EXTRAIT CHOISI ::
□ □ □ □
Un bon départ pour O’ Tipikement Kreol

O Tipikement Kréol est nouveau sur Hell-Bourg. Nous l’avions repéré voici quelques temps, surplombant les deux tournants garnis de platanes juste avant d’arriver au village de Hell-Bourg. L’accès se fait par le premier carrefour un peu plus haut.

Un vaste espace vert jouxte de bâtiment sur pilotis en pierres. La salle et la terrasse, aménagée de mobilier d’extérieur et de parasols jaunes, peuvent accueillir une bonne soixantaine de personnes au total. Nous arrivons les premiers, bien accueillis, et choisissons une table à l’extérieur pour profiter du beau temps. La serveuse nous ramène les panneaux où sont inscrits les boissons et le menu du jour. Un caloupilé qui est devenu caloupillée… Si on commence à piller les calous maintenant, où va-t-on ?

Un gratin de chouchou et palmiste frais en entrée, quatre plats principaux au choix : cari daurade au caloupilé (donc), un sauté de poulet chouchou et brèdes, un rougail saucisses et un riz chauffé au curcuma, porc ou végé. Salade frite et poulet croustillant ou gratin de chouchou ferment la marche. Nous prenons la formule du jour, entrée, plat, dessert et café à 25 euros. Un excellent cocktail de fruit frais légèrement alcoolisé nous désaltère. Mais la paille est trop petite pour la hauteur du verre. Dans ces cas-là, autant ne pas proposer de paille du tout.

Le gratin nous met bien. Si la sauce paraît un peu plus fluide qu’attendue, elle enrobe tout de même les morceaux de chouchous et de palmistes, dont le croquant préservé a le dont de mettre leur goût respectif à l’honneur. Bémol : le palmiste aurait peut-être mérité un peu de cuisson supplémentaire, certains morceaux montrent qu’ils existent, comme chantait France. Le fromage joue son rôle et fouette tout ça. Le gratin est vite fini.

Le sauté de poulet est satisfaisant, même s’il baigne un peu dans une sauce claire. Le chouchou, c’est beaucoup d’eau. Pour autant, les tranches de légumes n’ont pas trop souffert de cette humidité gustativement parlant, pas plus que les carottes. Et les (rares) brèdes non plus d’ailleurs. Quand on prend la peine de baptiser un plat avec le nom d’un ingrédient, la moindre des choses est de faire en sorte que ce dernier soit visible, et pas à l’état de molécule. Le poulet lui-même a du goût, dont le ton est clairement asiatique. L’ensemble se mange sans effort ni grimace, et se digère tout seul.
□ □ □ □
ÉCHANTILLON DE DONNÉES ::
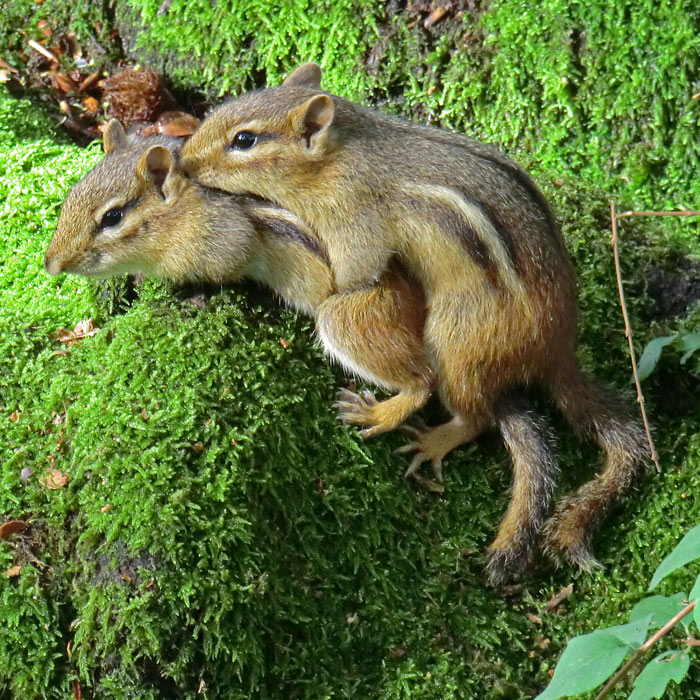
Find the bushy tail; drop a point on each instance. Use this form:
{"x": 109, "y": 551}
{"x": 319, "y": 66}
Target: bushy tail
{"x": 594, "y": 411}
{"x": 534, "y": 478}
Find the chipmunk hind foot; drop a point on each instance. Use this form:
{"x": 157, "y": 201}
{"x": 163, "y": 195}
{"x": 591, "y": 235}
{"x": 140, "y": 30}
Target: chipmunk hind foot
{"x": 433, "y": 444}
{"x": 362, "y": 408}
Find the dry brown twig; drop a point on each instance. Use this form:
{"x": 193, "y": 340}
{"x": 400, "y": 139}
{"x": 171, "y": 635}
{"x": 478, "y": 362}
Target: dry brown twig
{"x": 644, "y": 649}
{"x": 628, "y": 330}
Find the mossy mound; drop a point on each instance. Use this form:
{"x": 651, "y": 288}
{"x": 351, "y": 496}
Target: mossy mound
{"x": 219, "y": 534}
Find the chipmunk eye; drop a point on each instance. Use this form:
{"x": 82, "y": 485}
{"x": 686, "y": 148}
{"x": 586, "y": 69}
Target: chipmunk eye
{"x": 244, "y": 140}
{"x": 111, "y": 217}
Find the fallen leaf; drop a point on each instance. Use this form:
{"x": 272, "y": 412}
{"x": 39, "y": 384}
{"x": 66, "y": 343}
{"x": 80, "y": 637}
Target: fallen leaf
{"x": 62, "y": 82}
{"x": 89, "y": 81}
{"x": 84, "y": 329}
{"x": 173, "y": 123}
{"x": 555, "y": 600}
{"x": 54, "y": 479}
{"x": 92, "y": 105}
{"x": 11, "y": 527}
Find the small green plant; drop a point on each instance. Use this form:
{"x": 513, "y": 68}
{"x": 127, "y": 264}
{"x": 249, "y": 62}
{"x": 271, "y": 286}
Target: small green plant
{"x": 594, "y": 658}
{"x": 687, "y": 343}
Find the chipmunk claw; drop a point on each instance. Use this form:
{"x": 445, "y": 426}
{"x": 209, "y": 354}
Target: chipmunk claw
{"x": 356, "y": 409}
{"x": 418, "y": 459}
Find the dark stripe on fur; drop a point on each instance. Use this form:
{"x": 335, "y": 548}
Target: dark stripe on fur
{"x": 454, "y": 223}
{"x": 523, "y": 179}
{"x": 285, "y": 229}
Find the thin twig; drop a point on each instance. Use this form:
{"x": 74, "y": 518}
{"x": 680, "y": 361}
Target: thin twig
{"x": 628, "y": 333}
{"x": 658, "y": 213}
{"x": 43, "y": 50}
{"x": 644, "y": 649}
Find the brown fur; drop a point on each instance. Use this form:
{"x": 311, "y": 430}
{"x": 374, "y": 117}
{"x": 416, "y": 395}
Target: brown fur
{"x": 177, "y": 229}
{"x": 473, "y": 229}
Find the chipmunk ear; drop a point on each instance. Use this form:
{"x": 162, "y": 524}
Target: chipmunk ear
{"x": 314, "y": 119}
{"x": 114, "y": 137}
{"x": 156, "y": 166}
{"x": 306, "y": 75}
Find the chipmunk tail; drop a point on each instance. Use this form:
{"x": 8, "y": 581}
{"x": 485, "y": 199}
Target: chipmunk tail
{"x": 594, "y": 411}
{"x": 528, "y": 440}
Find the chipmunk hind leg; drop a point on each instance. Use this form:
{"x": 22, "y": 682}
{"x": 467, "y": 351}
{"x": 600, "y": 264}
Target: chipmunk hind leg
{"x": 594, "y": 411}
{"x": 534, "y": 477}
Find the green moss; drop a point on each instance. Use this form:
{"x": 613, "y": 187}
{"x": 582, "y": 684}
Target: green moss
{"x": 220, "y": 534}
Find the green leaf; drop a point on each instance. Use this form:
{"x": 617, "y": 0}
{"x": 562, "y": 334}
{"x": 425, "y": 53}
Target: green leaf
{"x": 695, "y": 595}
{"x": 690, "y": 342}
{"x": 589, "y": 660}
{"x": 652, "y": 681}
{"x": 651, "y": 355}
{"x": 687, "y": 550}
{"x": 660, "y": 607}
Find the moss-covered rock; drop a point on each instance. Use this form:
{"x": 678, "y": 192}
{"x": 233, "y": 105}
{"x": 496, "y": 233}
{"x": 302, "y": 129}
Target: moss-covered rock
{"x": 220, "y": 534}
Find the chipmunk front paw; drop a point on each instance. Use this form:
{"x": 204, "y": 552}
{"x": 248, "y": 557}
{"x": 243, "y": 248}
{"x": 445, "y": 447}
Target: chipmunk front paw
{"x": 359, "y": 408}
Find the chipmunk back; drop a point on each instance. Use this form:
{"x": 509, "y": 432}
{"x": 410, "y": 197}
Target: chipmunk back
{"x": 475, "y": 231}
{"x": 136, "y": 212}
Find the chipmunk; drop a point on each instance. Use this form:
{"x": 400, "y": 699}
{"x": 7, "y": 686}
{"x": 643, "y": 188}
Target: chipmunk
{"x": 136, "y": 212}
{"x": 474, "y": 230}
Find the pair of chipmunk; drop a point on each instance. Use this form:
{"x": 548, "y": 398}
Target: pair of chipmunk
{"x": 428, "y": 260}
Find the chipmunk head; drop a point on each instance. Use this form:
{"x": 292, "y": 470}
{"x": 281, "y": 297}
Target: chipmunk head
{"x": 278, "y": 132}
{"x": 111, "y": 219}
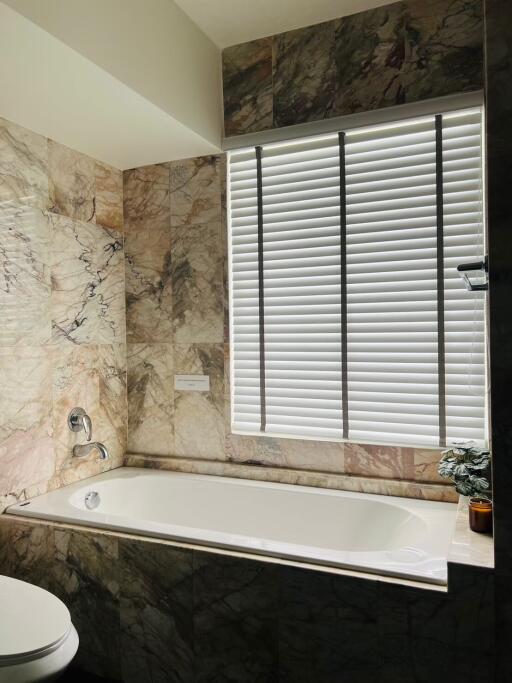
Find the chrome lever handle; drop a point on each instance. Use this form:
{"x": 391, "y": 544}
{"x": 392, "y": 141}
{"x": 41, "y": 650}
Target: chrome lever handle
{"x": 78, "y": 420}
{"x": 87, "y": 425}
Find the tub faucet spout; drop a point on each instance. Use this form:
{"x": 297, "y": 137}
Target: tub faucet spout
{"x": 82, "y": 450}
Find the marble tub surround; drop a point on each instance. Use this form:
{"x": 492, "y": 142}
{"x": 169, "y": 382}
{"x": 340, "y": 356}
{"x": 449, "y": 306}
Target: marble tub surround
{"x": 150, "y": 610}
{"x": 402, "y": 52}
{"x": 199, "y": 416}
{"x": 62, "y": 311}
{"x": 178, "y": 323}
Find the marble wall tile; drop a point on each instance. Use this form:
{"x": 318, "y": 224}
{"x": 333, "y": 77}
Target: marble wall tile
{"x": 71, "y": 182}
{"x": 150, "y": 398}
{"x": 23, "y": 165}
{"x": 24, "y": 275}
{"x": 146, "y": 197}
{"x": 197, "y": 267}
{"x": 148, "y": 254}
{"x": 406, "y": 52}
{"x": 304, "y": 477}
{"x": 87, "y": 283}
{"x": 304, "y": 74}
{"x": 247, "y": 87}
{"x": 235, "y": 619}
{"x": 26, "y": 448}
{"x": 195, "y": 191}
{"x": 445, "y": 48}
{"x": 109, "y": 196}
{"x": 156, "y": 613}
{"x": 371, "y": 48}
{"x": 199, "y": 416}
{"x": 401, "y": 52}
{"x": 94, "y": 378}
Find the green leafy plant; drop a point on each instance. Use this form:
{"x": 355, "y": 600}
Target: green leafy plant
{"x": 469, "y": 468}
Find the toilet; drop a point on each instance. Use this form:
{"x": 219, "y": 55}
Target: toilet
{"x": 37, "y": 638}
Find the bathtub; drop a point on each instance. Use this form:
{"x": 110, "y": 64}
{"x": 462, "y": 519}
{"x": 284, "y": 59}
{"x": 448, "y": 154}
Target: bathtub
{"x": 399, "y": 537}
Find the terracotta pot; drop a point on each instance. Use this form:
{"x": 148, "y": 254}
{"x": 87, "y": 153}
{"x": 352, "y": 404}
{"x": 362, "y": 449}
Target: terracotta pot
{"x": 480, "y": 515}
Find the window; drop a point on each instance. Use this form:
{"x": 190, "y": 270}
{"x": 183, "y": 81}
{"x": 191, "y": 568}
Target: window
{"x": 349, "y": 319}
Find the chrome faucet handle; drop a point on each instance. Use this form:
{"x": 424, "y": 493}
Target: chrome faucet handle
{"x": 78, "y": 420}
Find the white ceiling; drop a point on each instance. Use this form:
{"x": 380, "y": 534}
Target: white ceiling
{"x": 65, "y": 77}
{"x": 228, "y": 22}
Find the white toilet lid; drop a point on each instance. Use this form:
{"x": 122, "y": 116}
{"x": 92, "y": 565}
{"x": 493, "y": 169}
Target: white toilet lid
{"x": 32, "y": 619}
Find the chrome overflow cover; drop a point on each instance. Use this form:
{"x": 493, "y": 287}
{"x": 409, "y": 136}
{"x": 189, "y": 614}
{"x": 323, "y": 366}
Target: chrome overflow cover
{"x": 92, "y": 500}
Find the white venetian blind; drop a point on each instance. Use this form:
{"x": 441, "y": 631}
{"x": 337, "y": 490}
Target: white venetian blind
{"x": 349, "y": 319}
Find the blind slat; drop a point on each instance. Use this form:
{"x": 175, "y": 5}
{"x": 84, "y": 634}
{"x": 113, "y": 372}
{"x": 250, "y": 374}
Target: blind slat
{"x": 360, "y": 237}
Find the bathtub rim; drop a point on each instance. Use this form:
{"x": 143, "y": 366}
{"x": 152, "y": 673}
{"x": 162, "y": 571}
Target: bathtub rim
{"x": 162, "y": 534}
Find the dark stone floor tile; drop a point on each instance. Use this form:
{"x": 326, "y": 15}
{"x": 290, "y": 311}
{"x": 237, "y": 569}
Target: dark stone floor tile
{"x": 235, "y": 620}
{"x": 156, "y": 613}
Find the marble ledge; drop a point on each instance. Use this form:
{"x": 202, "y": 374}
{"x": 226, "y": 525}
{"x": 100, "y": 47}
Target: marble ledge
{"x": 212, "y": 550}
{"x": 341, "y": 482}
{"x": 468, "y": 547}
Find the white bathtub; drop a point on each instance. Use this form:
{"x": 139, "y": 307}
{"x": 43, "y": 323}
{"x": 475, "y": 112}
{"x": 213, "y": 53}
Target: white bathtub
{"x": 379, "y": 534}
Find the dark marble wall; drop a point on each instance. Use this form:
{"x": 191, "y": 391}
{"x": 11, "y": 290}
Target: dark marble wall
{"x": 498, "y": 20}
{"x": 150, "y": 612}
{"x": 403, "y": 52}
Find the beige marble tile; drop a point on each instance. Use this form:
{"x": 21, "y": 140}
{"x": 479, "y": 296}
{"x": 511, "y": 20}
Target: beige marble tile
{"x": 23, "y": 165}
{"x": 146, "y": 197}
{"x": 148, "y": 254}
{"x": 88, "y": 301}
{"x": 195, "y": 191}
{"x": 197, "y": 266}
{"x": 150, "y": 398}
{"x": 199, "y": 416}
{"x": 109, "y": 196}
{"x": 379, "y": 461}
{"x": 26, "y": 449}
{"x": 24, "y": 276}
{"x": 71, "y": 182}
{"x": 92, "y": 377}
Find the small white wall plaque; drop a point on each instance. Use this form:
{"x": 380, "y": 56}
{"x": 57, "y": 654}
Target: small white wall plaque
{"x": 192, "y": 382}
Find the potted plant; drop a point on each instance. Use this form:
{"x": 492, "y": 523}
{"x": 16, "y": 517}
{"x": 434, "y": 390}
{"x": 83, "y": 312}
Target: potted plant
{"x": 468, "y": 466}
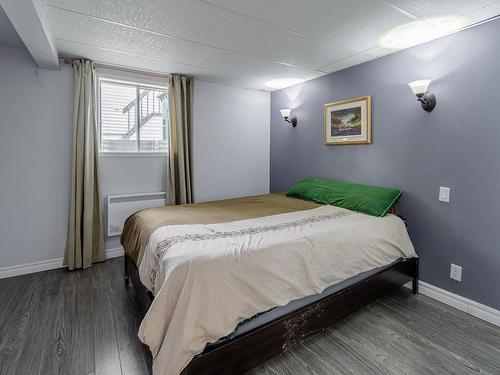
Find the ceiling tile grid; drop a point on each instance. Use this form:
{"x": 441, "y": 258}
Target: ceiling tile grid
{"x": 246, "y": 43}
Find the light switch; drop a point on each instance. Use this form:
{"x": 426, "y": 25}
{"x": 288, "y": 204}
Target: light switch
{"x": 444, "y": 194}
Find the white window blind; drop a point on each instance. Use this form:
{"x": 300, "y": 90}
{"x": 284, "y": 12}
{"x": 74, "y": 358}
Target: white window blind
{"x": 132, "y": 117}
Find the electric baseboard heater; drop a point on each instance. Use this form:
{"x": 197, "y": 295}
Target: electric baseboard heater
{"x": 120, "y": 207}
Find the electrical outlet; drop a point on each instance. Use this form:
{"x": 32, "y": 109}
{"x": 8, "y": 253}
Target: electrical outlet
{"x": 456, "y": 272}
{"x": 444, "y": 194}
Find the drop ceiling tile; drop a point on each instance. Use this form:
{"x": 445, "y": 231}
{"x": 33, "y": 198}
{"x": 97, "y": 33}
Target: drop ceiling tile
{"x": 86, "y": 30}
{"x": 441, "y": 8}
{"x": 347, "y": 62}
{"x": 118, "y": 58}
{"x": 366, "y": 31}
{"x": 236, "y": 63}
{"x": 263, "y": 40}
{"x": 115, "y": 58}
{"x": 8, "y": 35}
{"x": 485, "y": 13}
{"x": 82, "y": 6}
{"x": 319, "y": 17}
{"x": 251, "y": 8}
{"x": 184, "y": 19}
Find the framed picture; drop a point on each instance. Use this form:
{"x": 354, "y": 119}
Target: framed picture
{"x": 348, "y": 122}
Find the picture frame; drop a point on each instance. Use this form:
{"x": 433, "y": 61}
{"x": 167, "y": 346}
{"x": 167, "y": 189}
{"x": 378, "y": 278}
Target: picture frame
{"x": 348, "y": 122}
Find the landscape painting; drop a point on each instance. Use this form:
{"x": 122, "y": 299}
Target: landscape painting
{"x": 348, "y": 121}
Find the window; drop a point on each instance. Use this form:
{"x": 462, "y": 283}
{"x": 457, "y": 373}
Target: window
{"x": 132, "y": 117}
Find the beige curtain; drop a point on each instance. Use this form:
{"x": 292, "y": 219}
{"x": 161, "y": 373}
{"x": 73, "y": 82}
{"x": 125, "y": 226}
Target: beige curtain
{"x": 178, "y": 176}
{"x": 85, "y": 233}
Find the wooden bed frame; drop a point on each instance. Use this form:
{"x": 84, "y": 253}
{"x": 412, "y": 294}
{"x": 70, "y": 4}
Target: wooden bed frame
{"x": 248, "y": 350}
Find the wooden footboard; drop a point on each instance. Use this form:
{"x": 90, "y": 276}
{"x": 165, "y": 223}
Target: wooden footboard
{"x": 256, "y": 346}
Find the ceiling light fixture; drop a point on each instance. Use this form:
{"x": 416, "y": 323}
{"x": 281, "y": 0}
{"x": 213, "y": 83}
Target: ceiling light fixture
{"x": 421, "y": 31}
{"x": 426, "y": 98}
{"x": 281, "y": 83}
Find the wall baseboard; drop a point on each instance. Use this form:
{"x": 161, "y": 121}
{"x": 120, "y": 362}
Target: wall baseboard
{"x": 45, "y": 265}
{"x": 469, "y": 306}
{"x": 466, "y": 305}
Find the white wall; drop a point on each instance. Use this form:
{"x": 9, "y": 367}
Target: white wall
{"x": 231, "y": 141}
{"x": 231, "y": 155}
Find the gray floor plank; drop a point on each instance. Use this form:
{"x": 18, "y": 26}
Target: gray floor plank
{"x": 86, "y": 322}
{"x": 107, "y": 355}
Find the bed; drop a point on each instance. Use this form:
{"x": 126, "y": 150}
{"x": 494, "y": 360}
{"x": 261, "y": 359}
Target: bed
{"x": 203, "y": 275}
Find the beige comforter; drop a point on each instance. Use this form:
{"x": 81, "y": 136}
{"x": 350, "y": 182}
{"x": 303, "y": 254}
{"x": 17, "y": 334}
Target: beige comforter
{"x": 207, "y": 278}
{"x": 142, "y": 224}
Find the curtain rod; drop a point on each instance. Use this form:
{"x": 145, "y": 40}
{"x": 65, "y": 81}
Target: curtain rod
{"x": 68, "y": 60}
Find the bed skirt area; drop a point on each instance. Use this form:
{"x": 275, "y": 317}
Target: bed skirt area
{"x": 244, "y": 351}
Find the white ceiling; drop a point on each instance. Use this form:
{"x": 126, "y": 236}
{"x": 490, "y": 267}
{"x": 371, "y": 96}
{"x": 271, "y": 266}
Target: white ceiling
{"x": 8, "y": 35}
{"x": 247, "y": 42}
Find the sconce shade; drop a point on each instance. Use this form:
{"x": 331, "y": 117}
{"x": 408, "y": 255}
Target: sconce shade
{"x": 285, "y": 112}
{"x": 420, "y": 87}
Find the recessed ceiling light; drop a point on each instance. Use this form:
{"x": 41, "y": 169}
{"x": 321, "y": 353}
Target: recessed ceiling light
{"x": 281, "y": 83}
{"x": 417, "y": 32}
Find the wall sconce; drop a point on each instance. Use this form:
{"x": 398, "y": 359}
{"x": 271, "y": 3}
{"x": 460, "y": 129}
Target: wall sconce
{"x": 426, "y": 98}
{"x": 285, "y": 112}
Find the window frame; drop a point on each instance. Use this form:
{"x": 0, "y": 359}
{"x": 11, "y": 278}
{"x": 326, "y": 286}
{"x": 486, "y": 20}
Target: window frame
{"x": 140, "y": 83}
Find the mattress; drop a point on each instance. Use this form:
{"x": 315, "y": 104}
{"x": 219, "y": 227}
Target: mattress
{"x": 280, "y": 311}
{"x": 210, "y": 278}
{"x": 139, "y": 227}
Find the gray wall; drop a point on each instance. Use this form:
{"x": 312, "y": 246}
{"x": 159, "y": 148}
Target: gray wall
{"x": 35, "y": 155}
{"x": 35, "y": 158}
{"x": 231, "y": 140}
{"x": 457, "y": 145}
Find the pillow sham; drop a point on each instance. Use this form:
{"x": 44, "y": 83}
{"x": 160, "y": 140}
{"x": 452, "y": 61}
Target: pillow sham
{"x": 371, "y": 200}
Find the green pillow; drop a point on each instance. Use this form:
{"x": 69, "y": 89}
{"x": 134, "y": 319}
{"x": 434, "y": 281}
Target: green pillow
{"x": 371, "y": 200}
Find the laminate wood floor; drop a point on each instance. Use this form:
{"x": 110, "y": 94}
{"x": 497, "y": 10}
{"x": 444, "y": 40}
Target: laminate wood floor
{"x": 85, "y": 322}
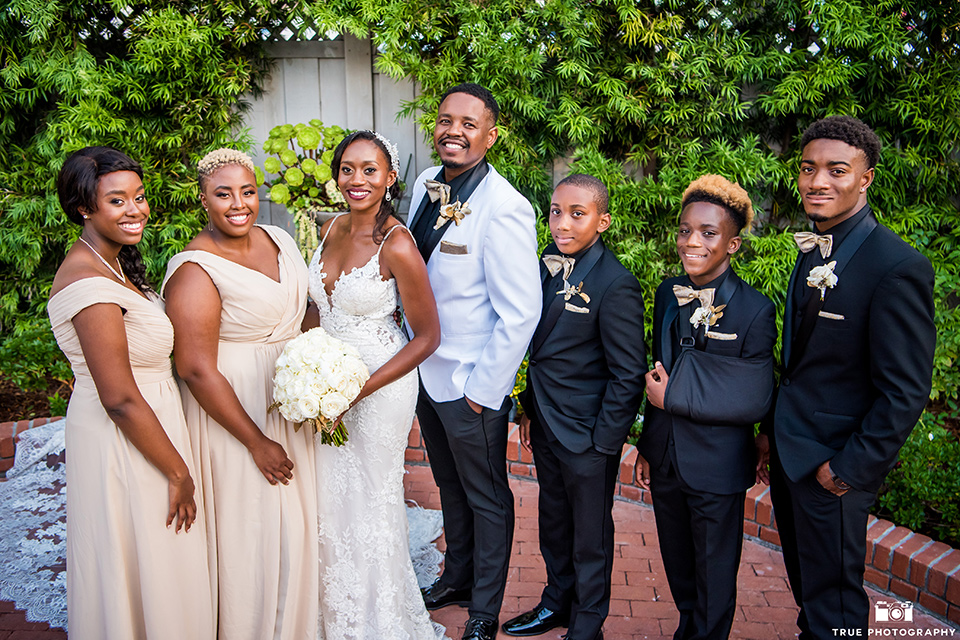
□ □ □ □
EXERCICES À FAIRE ::
**A)** D'après l'extrait, pourquoi vaudrait-il mieux ne servir aucune paille avec le cocktail ? Répondez en une à trois phrases.
**B)** Recopiez l'extrait de « Le gratin nous » à « est vite fini. ».

RÉPONSES PAR EXERCICE ::
**A)** La paille servie est trop petite pour la hauteur du verre. Dans ce cas, selon l'auteur, autant ne pas proposer de paille du tout.

**B)**
Le gratin nous met bien. Si la sauce paraît un peu plus fluide qu’attendue, elle enrobe tout de même les morceaux de chouchous et de palmistes, dont le croquant préservé a le dont de mettre leur goût respectif à l’honneur. Bémol : le palmiste aurait peut-être mérité un peu de cuisson supplémentaire, certains morceaux montrent qu’ils existent, comme chantait France. Le fromage joue son rôle et fouette tout ça. Le gratin est vite fini.